### [Problem 1]
Translate this sentence from the abstract on groundwater in the Jiaojia gold mine area into Spanish: "Due to mining, the hanging wall and footwall fractured aquifers now have a close hydraulic connection."
── Document excerpt ──
Abstract
Deep mining in the Jiaojia gold mine area has changed the chemical and flow characteristics of the groundwater there. We studied the relationship between the influent water sources and mine water, as well as the temporal and spatial distribution characteristics and evolution of groundwater chemistry using Piper diagrams, ion proportional coefficient analysis, and grey correlation analysis. The history and predicted groundwater chemical characteristics in the Jiaojia gold mine area were evaluated and a new method of researching the evolution of groundwater chemical characteristics was proposed that can more intuitively evaluate and predict vertical water sources. The main water inflow (inrush) source in the deep mine was shown to be water in the fractured fault footwall, followed by water in the fractured fault hanging wall. Due to mining, the hanging wall and footwall fractured aquifers now have a close hydraulic connection. As mining depth increases, permeability pathways between the seawater and mine water may be formed, causing higher concentrations of major ions near the Jiaojia fault zone and gold mines than in other areas.
摘要
摘要: 焦家金矿区的深部开采改变了地下水的化学和流动特征。论文利用 Piper 图、离子比例系数分析和灰色关联分析等方法研究了进水源与矿井水之间的关系, 以及地下水化学的时空分布特征和演化过程。通过评价焦家金矿区地下水化学特征的历史和预测, 提出了一种新的地下水化学特征演变研究方法, 可以更直观地评价和预测垂直充水源。研究表明, 深部矿区的主要突 (涌) 水来源是断裂断层底板水, 其次是构造裂隙水。由于采动, 断层上盘与下盘裂隙含水层发生密切的水力联系。随着开采深度的增加, 海水和矿井水之间可能形成渗水通道, 导致焦家断裂带和金矿附近的主要离子浓度高于其他地区。
───
── Excerpted data ──
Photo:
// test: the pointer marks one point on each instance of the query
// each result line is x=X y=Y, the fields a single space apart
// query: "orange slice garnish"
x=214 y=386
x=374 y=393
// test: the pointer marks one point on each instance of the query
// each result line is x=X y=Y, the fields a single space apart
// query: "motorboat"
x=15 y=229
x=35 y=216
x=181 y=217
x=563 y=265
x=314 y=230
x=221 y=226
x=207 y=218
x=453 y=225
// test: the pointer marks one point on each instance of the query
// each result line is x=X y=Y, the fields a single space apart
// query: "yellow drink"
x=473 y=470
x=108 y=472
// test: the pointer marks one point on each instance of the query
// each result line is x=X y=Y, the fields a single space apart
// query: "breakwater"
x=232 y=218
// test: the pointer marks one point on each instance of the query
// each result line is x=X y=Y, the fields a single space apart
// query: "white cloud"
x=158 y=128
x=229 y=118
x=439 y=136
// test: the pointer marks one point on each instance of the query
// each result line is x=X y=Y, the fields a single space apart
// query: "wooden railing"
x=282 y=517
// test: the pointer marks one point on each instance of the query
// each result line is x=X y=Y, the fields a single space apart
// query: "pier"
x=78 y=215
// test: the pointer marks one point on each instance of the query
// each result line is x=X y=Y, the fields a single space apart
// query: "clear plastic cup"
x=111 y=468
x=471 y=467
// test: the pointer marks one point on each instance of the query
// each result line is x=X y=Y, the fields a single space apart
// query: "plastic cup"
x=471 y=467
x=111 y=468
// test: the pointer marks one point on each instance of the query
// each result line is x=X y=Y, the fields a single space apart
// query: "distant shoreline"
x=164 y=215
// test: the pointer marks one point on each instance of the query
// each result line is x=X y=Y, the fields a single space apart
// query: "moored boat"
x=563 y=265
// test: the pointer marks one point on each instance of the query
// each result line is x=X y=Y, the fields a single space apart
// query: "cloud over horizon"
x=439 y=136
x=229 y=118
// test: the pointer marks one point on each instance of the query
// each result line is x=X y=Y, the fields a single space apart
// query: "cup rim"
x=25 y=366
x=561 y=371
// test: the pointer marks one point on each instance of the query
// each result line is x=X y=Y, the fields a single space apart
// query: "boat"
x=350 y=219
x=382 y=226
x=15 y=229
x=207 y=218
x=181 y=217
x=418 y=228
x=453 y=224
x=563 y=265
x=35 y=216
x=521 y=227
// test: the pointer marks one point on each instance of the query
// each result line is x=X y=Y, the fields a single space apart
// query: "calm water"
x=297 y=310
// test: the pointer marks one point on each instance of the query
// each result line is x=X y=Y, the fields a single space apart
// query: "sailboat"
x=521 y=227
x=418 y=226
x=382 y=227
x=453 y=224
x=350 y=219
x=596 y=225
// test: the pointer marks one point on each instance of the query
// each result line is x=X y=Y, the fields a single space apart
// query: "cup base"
───
### [Problem 2]
Print the listing line for line, starting with its first line and stopping after the line that contains "x=453 y=225".

### [Complete output 1]
Debido a la minería, los acuíferos fracturados del bloque de techo y del bloque de muro tienen ahora una estrecha conexión hidráulica.

### [Complete output 2]
Photo:
// test: the pointer marks one point on each instance of the query
// each result line is x=X y=Y, the fields a single space apart
// query: "orange slice garnish"
x=214 y=386
x=374 y=393
// test: the pointer marks one point on each instance of the query
// each result line is x=X y=Y, the fields a single space apart
// query: "motorboat"
x=15 y=229
x=35 y=216
x=181 y=217
x=563 y=265
x=314 y=230
x=221 y=226
x=207 y=218
x=453 y=225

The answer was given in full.